Pull out every line of the material below that contains the word "window". Case counts.

==== Supplied records

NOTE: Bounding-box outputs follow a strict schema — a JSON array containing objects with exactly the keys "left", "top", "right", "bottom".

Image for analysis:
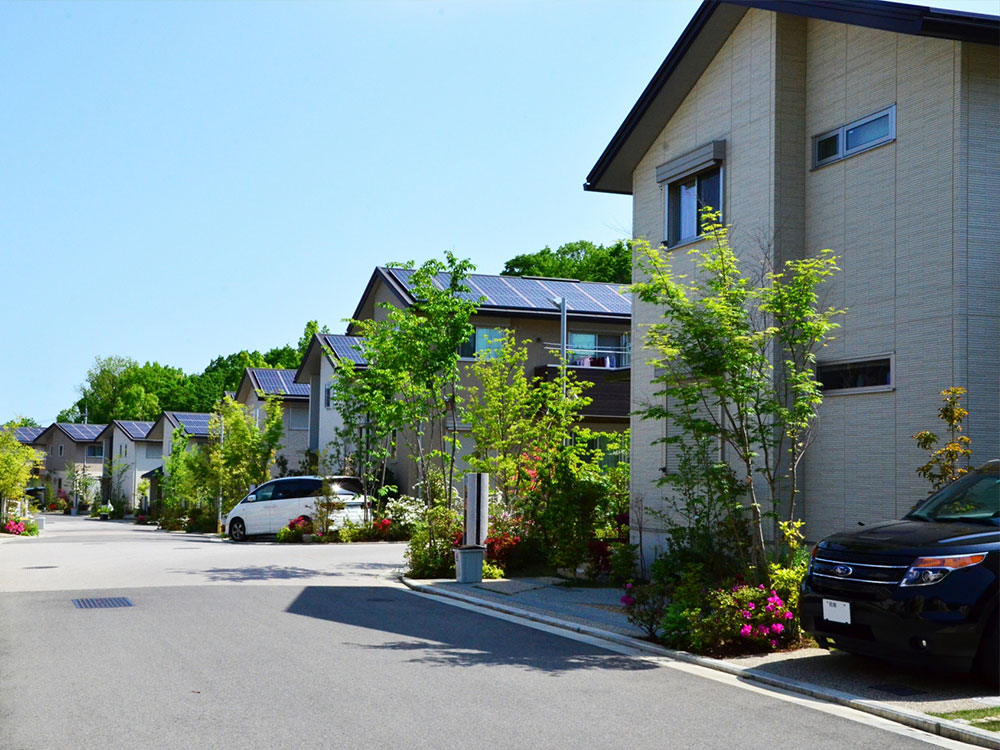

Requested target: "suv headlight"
[{"left": 899, "top": 552, "right": 986, "bottom": 586}]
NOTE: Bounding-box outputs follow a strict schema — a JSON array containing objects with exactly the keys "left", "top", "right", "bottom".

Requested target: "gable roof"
[
  {"left": 294, "top": 333, "right": 368, "bottom": 384},
  {"left": 35, "top": 422, "right": 107, "bottom": 443},
  {"left": 164, "top": 411, "right": 212, "bottom": 438},
  {"left": 97, "top": 419, "right": 154, "bottom": 441},
  {"left": 353, "top": 266, "right": 632, "bottom": 322},
  {"left": 14, "top": 427, "right": 45, "bottom": 445},
  {"left": 236, "top": 367, "right": 309, "bottom": 400},
  {"left": 583, "top": 0, "right": 1000, "bottom": 195}
]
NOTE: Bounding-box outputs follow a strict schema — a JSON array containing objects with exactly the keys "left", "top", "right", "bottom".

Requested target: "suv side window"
[{"left": 250, "top": 482, "right": 274, "bottom": 503}]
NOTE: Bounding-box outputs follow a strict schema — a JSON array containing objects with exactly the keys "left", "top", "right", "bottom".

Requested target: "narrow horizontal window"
[
  {"left": 813, "top": 104, "right": 896, "bottom": 168},
  {"left": 816, "top": 357, "right": 892, "bottom": 393}
]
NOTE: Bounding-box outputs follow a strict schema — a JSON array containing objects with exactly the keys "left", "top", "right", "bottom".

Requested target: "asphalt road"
[{"left": 0, "top": 519, "right": 965, "bottom": 750}]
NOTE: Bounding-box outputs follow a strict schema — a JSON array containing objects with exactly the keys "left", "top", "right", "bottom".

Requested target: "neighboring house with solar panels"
[
  {"left": 293, "top": 333, "right": 366, "bottom": 470},
  {"left": 97, "top": 419, "right": 163, "bottom": 510},
  {"left": 296, "top": 267, "right": 632, "bottom": 490},
  {"left": 141, "top": 411, "right": 212, "bottom": 501},
  {"left": 586, "top": 0, "right": 1000, "bottom": 559},
  {"left": 233, "top": 367, "right": 309, "bottom": 475},
  {"left": 33, "top": 422, "right": 107, "bottom": 508}
]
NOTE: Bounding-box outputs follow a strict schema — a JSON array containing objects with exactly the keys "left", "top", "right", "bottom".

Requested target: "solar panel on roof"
[
  {"left": 469, "top": 274, "right": 528, "bottom": 307},
  {"left": 583, "top": 284, "right": 632, "bottom": 314}
]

========

Result of the exercise:
Requested target: "suv side window"
Requested target: "narrow horizontal window"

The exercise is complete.